### Text provided
Love Note #5: The Slow Bloom: Keys to Cultivating Heartfelt Connections with Men

Dear Friends - 

I have just spent a week with 15 men in New Mexico, sitting in presence, sharing hearts, looking at the ways that men’s conditioning affects a man’s ability to connect to his heart and live and express from there. I am so touched by the courage of these men to step outside the internalized man code to enter into vulnerable places and embrace themselves and each other as they are, regardless of the cultural yardstick about what it means “to be a man.”

One of the things that comes to my heart to write about is the power of slowing down. To slow down to the pace of being, we have to step out of the frenetic pace of the fear-fueled conceptual way that we have been taught to relate to ourselves, to each other and to life. Slowing down is kindness. Slowing down allows the inclusion of aspects of our humanity that don’t have words – the realm of feeling. It allows the slow-blooming heart to unfold. It allows sensitivity to reign. It allows nothing to be skipped over.

### Written request
Output the passage of the love note above from "One of the things" up to and including "be skipped over.", copying it word for word.

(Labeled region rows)

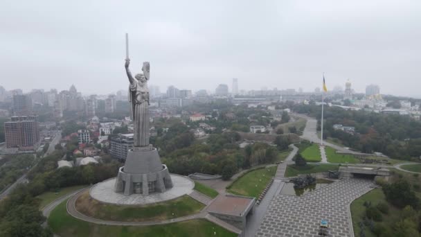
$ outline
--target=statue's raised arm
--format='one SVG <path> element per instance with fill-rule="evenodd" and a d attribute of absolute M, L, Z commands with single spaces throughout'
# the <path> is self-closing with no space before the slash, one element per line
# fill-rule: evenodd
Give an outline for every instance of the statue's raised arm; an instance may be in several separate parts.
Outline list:
<path fill-rule="evenodd" d="M 145 75 L 145 78 L 149 80 L 150 71 L 150 66 L 149 64 L 149 62 L 143 62 L 143 67 L 142 67 L 142 71 L 143 71 L 143 75 Z"/>
<path fill-rule="evenodd" d="M 132 72 L 130 71 L 130 69 L 129 69 L 129 65 L 130 65 L 130 60 L 127 58 L 126 62 L 125 63 L 124 66 L 126 68 L 126 73 L 127 74 L 129 81 L 130 82 L 130 84 L 133 84 L 134 78 L 133 78 L 133 76 L 132 76 Z"/>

### Exercise response
One of the things that comes to my heart to write about is the power of slowing down. To slow down to the pace of being, we have to step out of the frenetic pace of the fear-fueled conceptual way that we have been taught to relate to ourselves, to each other and to life. Slowing down is kindness. Slowing down allows the inclusion of aspects of our humanity that don’t have words – the realm of feeling. It allows the slow-blooming heart to unfold. It allows sensitivity to reign. It allows nothing to be skipped over.